→ SET PROBLEM:
Arrange the items that follow as a numbered list, omitting any blank lines.

→ RECORD LIST:
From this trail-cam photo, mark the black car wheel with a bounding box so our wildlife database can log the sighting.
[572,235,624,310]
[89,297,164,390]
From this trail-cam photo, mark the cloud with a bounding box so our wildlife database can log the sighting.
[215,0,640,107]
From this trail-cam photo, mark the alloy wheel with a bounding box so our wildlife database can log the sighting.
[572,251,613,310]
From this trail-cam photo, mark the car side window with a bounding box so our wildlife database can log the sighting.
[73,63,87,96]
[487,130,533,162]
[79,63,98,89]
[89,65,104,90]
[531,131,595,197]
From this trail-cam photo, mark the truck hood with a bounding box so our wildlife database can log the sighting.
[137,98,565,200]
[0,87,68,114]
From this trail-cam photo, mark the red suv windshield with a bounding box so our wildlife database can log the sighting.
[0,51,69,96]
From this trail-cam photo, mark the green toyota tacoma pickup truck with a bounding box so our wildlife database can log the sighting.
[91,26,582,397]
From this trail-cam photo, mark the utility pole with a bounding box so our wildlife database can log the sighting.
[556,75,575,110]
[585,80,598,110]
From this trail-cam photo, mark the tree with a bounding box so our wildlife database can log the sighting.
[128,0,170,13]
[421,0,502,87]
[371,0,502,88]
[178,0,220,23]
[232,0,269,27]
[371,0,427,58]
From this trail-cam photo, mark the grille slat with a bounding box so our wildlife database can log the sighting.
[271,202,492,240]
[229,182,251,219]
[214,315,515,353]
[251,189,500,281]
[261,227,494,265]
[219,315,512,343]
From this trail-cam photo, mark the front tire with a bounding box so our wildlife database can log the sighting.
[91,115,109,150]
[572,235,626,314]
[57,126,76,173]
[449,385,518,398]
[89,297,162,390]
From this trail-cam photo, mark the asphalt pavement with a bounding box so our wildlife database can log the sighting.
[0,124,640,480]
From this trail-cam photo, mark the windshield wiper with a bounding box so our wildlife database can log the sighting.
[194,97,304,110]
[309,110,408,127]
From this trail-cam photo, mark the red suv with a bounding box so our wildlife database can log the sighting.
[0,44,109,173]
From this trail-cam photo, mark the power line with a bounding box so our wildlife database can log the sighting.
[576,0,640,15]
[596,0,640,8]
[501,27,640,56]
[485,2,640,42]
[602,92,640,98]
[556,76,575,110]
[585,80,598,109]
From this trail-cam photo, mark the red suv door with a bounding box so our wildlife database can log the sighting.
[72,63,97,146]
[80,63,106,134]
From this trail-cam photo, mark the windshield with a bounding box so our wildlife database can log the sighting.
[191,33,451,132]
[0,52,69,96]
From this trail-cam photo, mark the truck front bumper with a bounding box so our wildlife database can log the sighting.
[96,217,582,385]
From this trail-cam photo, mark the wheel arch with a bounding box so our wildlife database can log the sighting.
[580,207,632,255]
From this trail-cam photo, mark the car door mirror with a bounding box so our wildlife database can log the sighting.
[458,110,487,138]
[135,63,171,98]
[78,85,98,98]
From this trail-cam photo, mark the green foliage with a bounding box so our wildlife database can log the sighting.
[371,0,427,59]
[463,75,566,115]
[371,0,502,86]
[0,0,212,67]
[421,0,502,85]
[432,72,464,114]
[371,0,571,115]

→ THE ANSWER:
1. From this trail-cam photo, mark the black car wheel with a bounding box so our wildlife database can log the sighting.
2. [572,235,624,310]
3. [89,297,164,390]
4. From this trail-cam photo, mark the cloud with a bounding box so our wildlife database can log the sighting.
5. [215,0,640,107]
6. From this trail-cam photo, mark the alloy wheel with a bounding box so our wildlife database can log the sighting.
7. [572,251,613,310]
8. From this trail-cam photo, mark the car side window with a bounding box so our wildlife database can log the sighting.
9. [73,63,87,96]
10. [487,130,533,162]
11. [79,63,98,89]
12. [89,65,104,90]
13. [531,131,595,197]
14. From this trail-cam photo, mark the truck hood with a bounding box so our wildlife database can log the sighting.
15. [137,98,565,200]
16. [0,87,68,114]
17. From this trail-cam photo, mark the red suv windshield with a bounding box so our wildlife database can log the sighting.
18. [0,51,69,96]
19. From this trail-cam photo, mark the green toyota tacoma pickup truck with a bounding box so our wildlife database can log the sighting.
20. [91,26,582,397]
21. From this trail-cam photo, mark the utility pole with a bounding box so our wildlife database can log the sighting.
22. [556,75,575,110]
23. [585,80,598,110]
24. From this trail-cam photo, mark the tree with a bounding box so our wildlife database can log the sighting.
25. [128,0,170,13]
26. [421,0,502,87]
27. [371,0,502,88]
28. [178,0,220,23]
29. [232,0,269,27]
30. [371,0,427,58]
31. From this trail-cam photo, mark the grille slat with a bounding box so our wildlife database can log the sighting.
32. [271,202,492,240]
33. [229,182,251,219]
34. [214,315,515,353]
35. [251,189,500,281]
36. [261,227,494,265]
37. [219,315,512,343]
38. From this trail-cam photo, mark the front tire with a bounding box so our wildlife database can log the sighting.
39. [91,115,109,150]
40. [572,235,626,314]
41. [57,126,76,173]
42. [449,385,518,398]
43. [89,297,162,390]
44. From this trail-cam photo, mark the asphalt pavement with a bounding box so our wildlife database can log the sighting.
45. [0,124,640,480]
46. From this trail-cam photo, mark the windshield wiper with a bounding box so our wildlife database can log the sighting.
47. [194,97,304,110]
48. [309,110,408,127]
49. From this trail-cam photo, mark the red suv with a bounding box so our wildlife database can log the sighting.
50. [0,44,109,173]
51. From this trail-cam photo, mark the power line with a bounding box so our wildlife database can log the sighting.
52. [576,0,640,15]
53. [596,0,640,8]
54. [501,27,640,56]
55. [485,2,640,42]
56. [602,92,640,98]
57. [556,76,575,110]
58. [585,80,598,109]
59. From this trail-cam photo, mark the red suv door with a bounding box so our wildlife database can log the sighting.
60. [72,63,97,146]
61. [80,63,106,134]
62. From this trail-cam photo, mark the windshield with a bounding box so our wildlife database can log the sighting.
63. [191,33,451,132]
64. [0,52,69,96]
65. From this trail-cam photo, mark the truck front bumper with a bounding box so our wildlife database can log the sighting.
66. [96,217,582,385]
67. From this trail-cam photo, mark the wheel arch with a bounding box so our wildlife database can log the sighting.
68. [580,207,632,255]
69. From this trail-cam photo, mark the car door mirror with a bounding box so our wildlife database can log the sighting.
70. [458,110,487,138]
71. [135,63,171,98]
72. [78,85,98,98]
73. From this trail-cam photo, mark the green foliage with a bounding box so our wildlife database can log the sighting.
74. [371,0,427,59]
75. [463,75,566,115]
76. [371,0,502,86]
77. [0,0,212,67]
78. [421,0,502,85]
79. [432,72,464,114]
80. [371,0,571,115]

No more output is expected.